#### [Source records]
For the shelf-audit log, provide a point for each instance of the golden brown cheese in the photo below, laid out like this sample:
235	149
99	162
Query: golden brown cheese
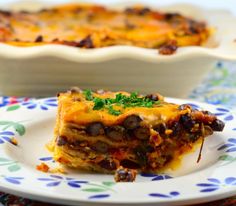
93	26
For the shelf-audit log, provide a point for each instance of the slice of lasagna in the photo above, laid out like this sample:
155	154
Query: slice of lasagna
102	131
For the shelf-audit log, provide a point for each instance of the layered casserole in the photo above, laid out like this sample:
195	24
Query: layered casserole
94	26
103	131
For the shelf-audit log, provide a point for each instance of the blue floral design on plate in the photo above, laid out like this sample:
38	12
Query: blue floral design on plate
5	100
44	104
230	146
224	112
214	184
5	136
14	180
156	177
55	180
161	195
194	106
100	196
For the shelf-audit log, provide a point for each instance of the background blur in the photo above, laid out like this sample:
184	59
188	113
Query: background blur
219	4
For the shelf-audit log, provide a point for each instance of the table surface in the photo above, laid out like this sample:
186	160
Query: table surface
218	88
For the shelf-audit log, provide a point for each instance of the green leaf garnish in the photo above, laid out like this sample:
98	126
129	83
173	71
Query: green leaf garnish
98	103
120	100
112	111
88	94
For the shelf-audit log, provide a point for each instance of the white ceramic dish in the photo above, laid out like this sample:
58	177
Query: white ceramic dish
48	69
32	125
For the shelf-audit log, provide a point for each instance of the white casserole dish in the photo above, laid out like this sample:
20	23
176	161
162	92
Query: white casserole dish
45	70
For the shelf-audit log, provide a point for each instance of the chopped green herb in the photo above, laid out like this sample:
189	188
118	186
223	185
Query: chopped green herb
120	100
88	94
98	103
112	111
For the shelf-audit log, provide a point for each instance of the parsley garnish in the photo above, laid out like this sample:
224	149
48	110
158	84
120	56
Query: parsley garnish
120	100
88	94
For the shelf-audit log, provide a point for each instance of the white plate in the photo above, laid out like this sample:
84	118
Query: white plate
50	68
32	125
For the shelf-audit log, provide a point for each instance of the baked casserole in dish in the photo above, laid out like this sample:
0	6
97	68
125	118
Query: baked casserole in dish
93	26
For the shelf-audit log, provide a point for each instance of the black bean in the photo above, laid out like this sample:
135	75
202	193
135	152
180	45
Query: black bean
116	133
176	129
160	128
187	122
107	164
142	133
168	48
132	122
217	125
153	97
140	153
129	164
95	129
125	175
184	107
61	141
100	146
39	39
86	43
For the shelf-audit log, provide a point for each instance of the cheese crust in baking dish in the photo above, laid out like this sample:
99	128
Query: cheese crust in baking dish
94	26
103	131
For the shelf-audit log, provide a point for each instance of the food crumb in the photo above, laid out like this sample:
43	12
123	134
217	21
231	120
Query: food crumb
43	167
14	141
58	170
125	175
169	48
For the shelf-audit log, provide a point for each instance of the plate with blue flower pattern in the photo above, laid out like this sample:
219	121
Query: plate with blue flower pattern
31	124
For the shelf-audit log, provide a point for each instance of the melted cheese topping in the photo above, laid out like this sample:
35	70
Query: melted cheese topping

---

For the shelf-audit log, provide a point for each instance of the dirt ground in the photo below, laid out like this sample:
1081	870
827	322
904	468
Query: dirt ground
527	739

#### [Exercise task]
Starting with the line that contains "of the food" and going on through the line that contains "Query: melted cheese topping", switch "shelf-audit log" to "inventory record" and leave everything else unchanged. Give only those lines of the data.

#### [Task result]
For the inventory record, provide a point for each instance of the food crumb in the photo above, laid out like this sample:
43	12
123	134
217	21
231	120
Query: food crumb
43	167
14	141
58	170
125	175
169	48
For the inventory record, provide a point for each instance of the plate with blue flower pattern in the photo above, laid out like this sample:
219	121
Query: plate with blue flower pattern
31	124
For the inventory record, provide a point for each instance of the melted cheese topping in the photo above, laid out like this sample:
35	70
Query: melted cheese topping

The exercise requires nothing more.